##### Texto em análise #####
Segundo o estudo, as características socioeconômicas da população “contribuem para que o acesso físico à cidade não seja homogêneo”. Essa diferenças influenciam, além da locomoção ao local de trabalho e estudo, o acesso à cultura e aos cuidados com a saúde.
O levantamento mostra que mulheres situadas nas faixas de renda familiar mais baixas fazem menos viagens com motivo final “trabalho”. O dado sugere situações em que mulheres abandonam seus empregos para dar conta da casa e dos filhos e também o exercício do trabalho informal.
No caso de mulheres de renda familiar mais alta, a divisão de trabalho com os homens pode ser menos desigual. Elas contam, geralmente, com profissionais e instituições que acompanhem seus filhos e isso impacta seu padrão de mobilidade. Além disso, sua inserção e permanência no mercado de trabalho formal é maior.
A mobilidade das mulheres
O estudo mostra que as viagens feitas pelas mulheres em São Paulo extrapolam o eixo “moradia-trabalho”, mais comum para os homens. Elas incluem idas e vindas a supermercados, lojas, farmácias, creches, escolas, postos de saúde e outros inúmeros destinos, que acabam desenhando um tipo específico de deslocamento no espaço.
“Apesar de a crescente inserção das mulheres no mercado de trabalho nas últimas décadas, a elas ainda cabe muitas vezes a ‘função lar’, quer dizer, viagens de manutenção da casa", afirma a engenheira Haydée Svab, autora de outro estudo sobre a mobilidade das mulheres em São Paulo, em entrevista ao Nexo.
A realização dessas atividades em uma cidade segregada socialmente, cujas condições de acessibilidade não são adequadas, diminuem o raio de ação territorial dessas mulheres. A limitação explica o maior número de deslocamentos a pé feitos por elas, assim como a duração menor de suas viagens.
A diversificação maior das razões pelas quais as mulheres se deslocam está ligada ao papel social esperado delas, segundo Svab. “As pessoas esperam que um homem seja o provedor, seja o chefe da família. Espera-se que a mulher cuide da casa e da família, faça as compras. Ela exerce [esse papel], seja porque quer, seja porque foi ensinada ou porque a sociedade espera isso dela”.
Série histórica
O estudo de Haydée Svab, “Evolução dos padrões de deslocamento na Região Metropolitana de São Paulo: a necessidade de uma análise de gênero”, também teve como base a pesquisa Origem e Destino do Metrô de São Paulo, assim como o material da prefeitura.
#####
→ Tarefas a realizar:
- 1) Reproduza, do texto em análise, o trecho que se inicia nas palavras "Segundo o estudo, as" e vai até "com a saúde.".
- 2) Responda com base no texto em análise:
(a) Segundo Haydée Svab, o que as pessoas esperam que um homem seja?
(b) Além do material da prefeitura, em que pesquisa se baseou também o estudo de Haydée Svab?
(c) Que tipo de deslocamento as mulheres fazem em maior número, de acordo com o texto?
- 3) Retome o texto sobre a mobilidade das mulheres em São Paulo e dê continuidade a ele a partir do ponto em que termina.
As linhas que vêm depois do texto provêm de outra fonte.
##### Conjunto de dados #####
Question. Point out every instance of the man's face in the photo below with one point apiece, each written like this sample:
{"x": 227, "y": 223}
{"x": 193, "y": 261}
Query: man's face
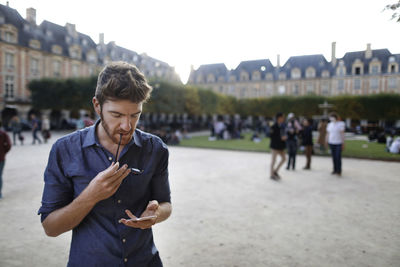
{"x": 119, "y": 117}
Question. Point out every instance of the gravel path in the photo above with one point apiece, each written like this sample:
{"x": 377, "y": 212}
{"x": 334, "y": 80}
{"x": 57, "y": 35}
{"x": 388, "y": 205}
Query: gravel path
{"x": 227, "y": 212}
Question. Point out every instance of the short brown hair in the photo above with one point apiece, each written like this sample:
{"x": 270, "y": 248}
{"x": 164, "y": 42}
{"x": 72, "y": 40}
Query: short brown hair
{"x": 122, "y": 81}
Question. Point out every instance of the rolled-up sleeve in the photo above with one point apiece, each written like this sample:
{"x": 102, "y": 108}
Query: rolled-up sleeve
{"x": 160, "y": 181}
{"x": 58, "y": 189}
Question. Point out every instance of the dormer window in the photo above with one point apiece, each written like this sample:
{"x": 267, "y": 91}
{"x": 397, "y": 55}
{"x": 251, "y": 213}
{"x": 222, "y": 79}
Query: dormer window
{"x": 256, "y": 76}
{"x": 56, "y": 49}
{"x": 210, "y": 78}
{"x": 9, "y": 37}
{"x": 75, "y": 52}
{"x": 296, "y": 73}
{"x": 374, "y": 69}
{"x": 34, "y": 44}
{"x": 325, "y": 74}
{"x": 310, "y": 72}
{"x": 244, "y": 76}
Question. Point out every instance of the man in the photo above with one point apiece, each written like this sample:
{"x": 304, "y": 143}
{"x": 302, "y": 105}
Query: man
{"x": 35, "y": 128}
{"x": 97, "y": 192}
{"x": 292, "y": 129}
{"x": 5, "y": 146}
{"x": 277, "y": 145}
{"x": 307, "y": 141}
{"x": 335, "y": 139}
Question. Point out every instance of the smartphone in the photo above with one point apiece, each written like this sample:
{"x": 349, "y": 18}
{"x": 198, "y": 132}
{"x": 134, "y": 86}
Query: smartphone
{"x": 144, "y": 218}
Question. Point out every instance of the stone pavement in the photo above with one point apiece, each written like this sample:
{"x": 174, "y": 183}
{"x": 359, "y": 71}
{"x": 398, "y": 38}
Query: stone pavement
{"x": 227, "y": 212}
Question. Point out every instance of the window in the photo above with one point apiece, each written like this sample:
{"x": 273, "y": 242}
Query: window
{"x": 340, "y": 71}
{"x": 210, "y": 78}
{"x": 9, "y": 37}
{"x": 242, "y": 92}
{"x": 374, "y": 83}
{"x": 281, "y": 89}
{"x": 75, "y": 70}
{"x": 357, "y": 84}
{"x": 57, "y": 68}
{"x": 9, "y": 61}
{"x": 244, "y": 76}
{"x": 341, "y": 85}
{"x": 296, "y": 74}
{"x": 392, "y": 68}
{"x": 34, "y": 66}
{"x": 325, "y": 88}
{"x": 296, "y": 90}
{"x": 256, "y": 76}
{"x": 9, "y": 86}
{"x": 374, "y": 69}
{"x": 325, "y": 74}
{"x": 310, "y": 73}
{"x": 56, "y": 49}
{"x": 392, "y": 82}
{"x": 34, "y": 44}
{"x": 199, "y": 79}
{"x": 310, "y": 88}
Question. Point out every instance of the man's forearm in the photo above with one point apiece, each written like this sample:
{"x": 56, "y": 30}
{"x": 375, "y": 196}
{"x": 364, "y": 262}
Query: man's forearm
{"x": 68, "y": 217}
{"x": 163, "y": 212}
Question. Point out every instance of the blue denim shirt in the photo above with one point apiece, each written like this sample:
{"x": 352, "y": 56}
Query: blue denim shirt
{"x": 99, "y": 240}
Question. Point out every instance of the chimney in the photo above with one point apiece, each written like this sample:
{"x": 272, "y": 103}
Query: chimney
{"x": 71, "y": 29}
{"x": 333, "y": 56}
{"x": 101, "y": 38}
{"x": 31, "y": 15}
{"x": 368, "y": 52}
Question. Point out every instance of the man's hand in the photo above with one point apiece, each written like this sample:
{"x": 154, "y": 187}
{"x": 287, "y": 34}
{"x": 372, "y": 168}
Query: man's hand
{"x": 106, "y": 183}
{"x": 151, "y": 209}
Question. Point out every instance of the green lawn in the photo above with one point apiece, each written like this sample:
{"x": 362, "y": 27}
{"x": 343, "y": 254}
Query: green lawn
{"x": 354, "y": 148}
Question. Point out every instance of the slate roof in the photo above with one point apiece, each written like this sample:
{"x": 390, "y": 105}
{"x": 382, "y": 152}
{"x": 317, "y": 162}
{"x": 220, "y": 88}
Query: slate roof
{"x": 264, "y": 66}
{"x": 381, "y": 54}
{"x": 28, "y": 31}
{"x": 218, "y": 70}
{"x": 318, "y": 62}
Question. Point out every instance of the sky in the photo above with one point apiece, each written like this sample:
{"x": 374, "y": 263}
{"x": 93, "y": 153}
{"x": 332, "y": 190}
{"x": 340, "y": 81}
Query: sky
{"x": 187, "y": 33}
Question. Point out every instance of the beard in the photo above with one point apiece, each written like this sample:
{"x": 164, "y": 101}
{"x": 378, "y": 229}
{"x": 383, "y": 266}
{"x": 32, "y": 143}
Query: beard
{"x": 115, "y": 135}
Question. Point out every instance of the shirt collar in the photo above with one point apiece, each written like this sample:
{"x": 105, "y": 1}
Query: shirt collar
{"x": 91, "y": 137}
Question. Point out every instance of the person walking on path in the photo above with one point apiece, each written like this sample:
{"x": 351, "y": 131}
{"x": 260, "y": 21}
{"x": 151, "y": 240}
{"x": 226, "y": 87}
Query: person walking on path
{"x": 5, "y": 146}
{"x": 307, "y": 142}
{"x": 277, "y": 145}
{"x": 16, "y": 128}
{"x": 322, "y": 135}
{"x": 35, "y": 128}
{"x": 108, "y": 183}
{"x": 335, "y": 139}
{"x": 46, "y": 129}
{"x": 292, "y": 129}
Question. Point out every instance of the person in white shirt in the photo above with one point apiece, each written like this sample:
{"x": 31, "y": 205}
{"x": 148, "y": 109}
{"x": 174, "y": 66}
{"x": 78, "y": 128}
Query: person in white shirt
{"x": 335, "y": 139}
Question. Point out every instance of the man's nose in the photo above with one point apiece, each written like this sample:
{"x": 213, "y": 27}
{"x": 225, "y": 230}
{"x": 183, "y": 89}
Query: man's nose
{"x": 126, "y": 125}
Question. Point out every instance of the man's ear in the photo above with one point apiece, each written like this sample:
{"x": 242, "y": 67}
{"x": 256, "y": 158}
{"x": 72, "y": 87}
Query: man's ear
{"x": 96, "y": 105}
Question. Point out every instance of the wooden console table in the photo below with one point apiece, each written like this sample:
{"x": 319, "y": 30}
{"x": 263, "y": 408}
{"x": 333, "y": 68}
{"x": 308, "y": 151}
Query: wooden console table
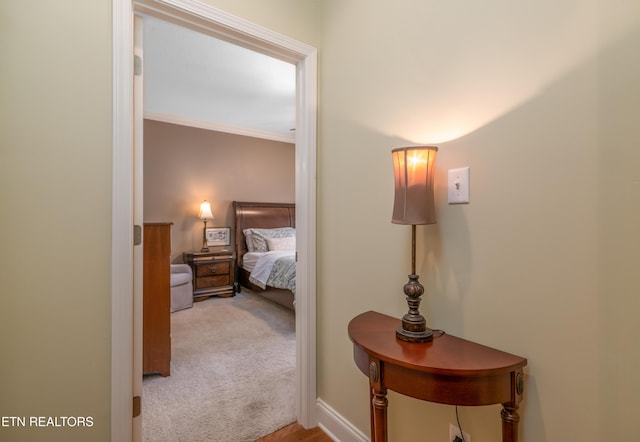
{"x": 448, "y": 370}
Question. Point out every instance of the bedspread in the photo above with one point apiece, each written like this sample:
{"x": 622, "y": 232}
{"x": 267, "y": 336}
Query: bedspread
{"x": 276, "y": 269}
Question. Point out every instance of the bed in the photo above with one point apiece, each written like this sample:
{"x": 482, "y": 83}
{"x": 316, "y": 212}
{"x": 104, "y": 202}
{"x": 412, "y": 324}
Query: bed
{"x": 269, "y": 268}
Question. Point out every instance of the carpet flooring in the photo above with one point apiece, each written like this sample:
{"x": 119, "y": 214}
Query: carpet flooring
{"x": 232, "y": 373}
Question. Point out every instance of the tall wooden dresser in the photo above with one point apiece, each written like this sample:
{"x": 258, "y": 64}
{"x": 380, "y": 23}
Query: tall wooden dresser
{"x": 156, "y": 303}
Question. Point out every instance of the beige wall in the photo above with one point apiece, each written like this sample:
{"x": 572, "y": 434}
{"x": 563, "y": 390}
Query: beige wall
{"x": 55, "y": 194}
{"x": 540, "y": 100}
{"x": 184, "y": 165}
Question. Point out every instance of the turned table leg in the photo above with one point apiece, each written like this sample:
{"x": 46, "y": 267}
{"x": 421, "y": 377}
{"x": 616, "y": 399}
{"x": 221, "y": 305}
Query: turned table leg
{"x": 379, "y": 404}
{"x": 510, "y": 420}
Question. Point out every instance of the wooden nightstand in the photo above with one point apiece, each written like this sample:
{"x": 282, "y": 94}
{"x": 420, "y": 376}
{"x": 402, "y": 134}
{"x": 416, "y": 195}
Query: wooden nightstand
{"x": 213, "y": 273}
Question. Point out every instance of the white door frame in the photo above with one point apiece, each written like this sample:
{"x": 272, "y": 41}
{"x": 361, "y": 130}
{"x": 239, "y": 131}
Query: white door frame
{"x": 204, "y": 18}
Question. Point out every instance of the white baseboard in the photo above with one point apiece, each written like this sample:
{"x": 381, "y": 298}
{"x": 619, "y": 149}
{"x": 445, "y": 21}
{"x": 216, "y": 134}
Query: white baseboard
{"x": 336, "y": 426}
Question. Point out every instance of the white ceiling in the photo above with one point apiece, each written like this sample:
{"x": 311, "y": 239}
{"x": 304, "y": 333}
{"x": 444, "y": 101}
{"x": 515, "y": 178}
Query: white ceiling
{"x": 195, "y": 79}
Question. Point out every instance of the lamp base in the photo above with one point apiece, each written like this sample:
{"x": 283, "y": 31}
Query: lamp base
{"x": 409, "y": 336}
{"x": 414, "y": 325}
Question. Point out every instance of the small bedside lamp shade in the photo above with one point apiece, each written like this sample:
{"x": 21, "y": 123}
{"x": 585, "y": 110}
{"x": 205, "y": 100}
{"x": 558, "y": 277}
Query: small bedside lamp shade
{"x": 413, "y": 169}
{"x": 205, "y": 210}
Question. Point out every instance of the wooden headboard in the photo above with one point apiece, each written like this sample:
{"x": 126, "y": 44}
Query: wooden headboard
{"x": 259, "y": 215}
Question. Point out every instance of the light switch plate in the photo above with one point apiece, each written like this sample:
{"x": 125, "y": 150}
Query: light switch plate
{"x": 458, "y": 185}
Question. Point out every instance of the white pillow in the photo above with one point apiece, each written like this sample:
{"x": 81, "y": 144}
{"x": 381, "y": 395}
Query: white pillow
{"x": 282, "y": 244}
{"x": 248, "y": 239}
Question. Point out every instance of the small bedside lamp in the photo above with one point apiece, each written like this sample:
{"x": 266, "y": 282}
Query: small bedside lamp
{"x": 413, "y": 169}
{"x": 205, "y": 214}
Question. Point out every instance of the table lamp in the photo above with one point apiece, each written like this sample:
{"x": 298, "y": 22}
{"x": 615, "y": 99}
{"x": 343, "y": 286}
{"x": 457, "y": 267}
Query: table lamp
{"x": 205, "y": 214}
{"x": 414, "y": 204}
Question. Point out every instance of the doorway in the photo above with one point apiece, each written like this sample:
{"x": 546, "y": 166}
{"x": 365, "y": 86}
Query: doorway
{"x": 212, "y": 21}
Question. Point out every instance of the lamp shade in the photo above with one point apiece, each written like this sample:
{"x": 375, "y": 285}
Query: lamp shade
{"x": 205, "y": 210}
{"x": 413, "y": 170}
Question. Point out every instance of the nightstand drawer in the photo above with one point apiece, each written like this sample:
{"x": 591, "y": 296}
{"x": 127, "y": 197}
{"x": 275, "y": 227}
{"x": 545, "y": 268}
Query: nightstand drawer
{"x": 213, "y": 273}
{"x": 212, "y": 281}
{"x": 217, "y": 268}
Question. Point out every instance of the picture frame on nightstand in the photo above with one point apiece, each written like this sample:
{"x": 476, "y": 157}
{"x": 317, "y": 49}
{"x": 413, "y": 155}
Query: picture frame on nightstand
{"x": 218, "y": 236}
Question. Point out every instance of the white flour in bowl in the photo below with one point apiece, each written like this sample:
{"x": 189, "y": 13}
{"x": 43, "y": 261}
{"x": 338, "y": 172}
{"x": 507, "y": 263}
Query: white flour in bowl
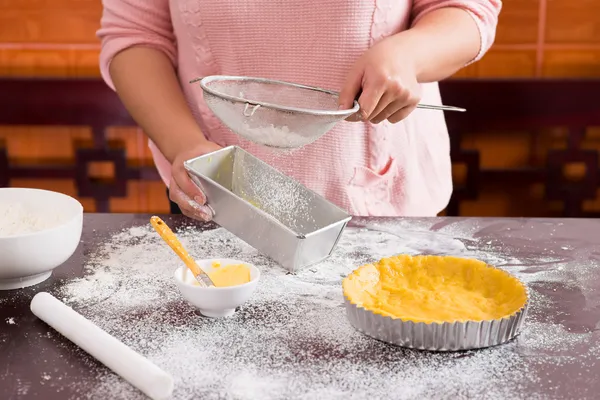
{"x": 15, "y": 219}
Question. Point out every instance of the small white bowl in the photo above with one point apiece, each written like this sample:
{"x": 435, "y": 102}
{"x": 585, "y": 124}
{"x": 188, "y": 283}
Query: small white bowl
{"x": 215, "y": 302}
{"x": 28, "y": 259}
#####
→ Respostas:
- 1)
Segundo o estudo, as características socioeconômicas da população “contribuem para que o acesso físico à cidade não seja homogêneo”. Essa diferenças influenciam, além da locomoção ao local de trabalho e estudo, o acesso à cultura e aos cuidados com a saúde.

- 2)
(a) Que seja o provedor, o chefe da família.
(b) Na pesquisa Origem e Destino do Metrô de São Paulo.
(c) Deslocamentos a pé.

- 3)
O banco de dados da pesquisadora foi formado a partir das pesquisas dos anos de 1977, 1987, 1997 e 2007, e as conclusões foram semelhantes. Svab analisou o número de viagens realizadas por mulheres e descobriu a situação familiar declarada pelas mulheres na pesquisa do metrô como um fator relevante para a mobilidade dessas mulheres. Elas podiam optar por responder que são cônjuge, chefe de família - substituído por “pessoa responsável” em pesquisas mais recentes - filho, parente ou outro.
Ela descobriu ainda que mulheres cuja situação familiar era a de “cônjuge” se deslocavam menos e não tinham prioridade no uso do carro da família em relação aos homens, e mulheres mais instruídas se deslocavam mais.
Svab também constatou que a cidade é “menor” para as mulheres: homens percorrem distâncias maiores e fazem viagens mais longas em São Paulo, por isso para eles o acesso à cidade é, de modo geral, mais amplo.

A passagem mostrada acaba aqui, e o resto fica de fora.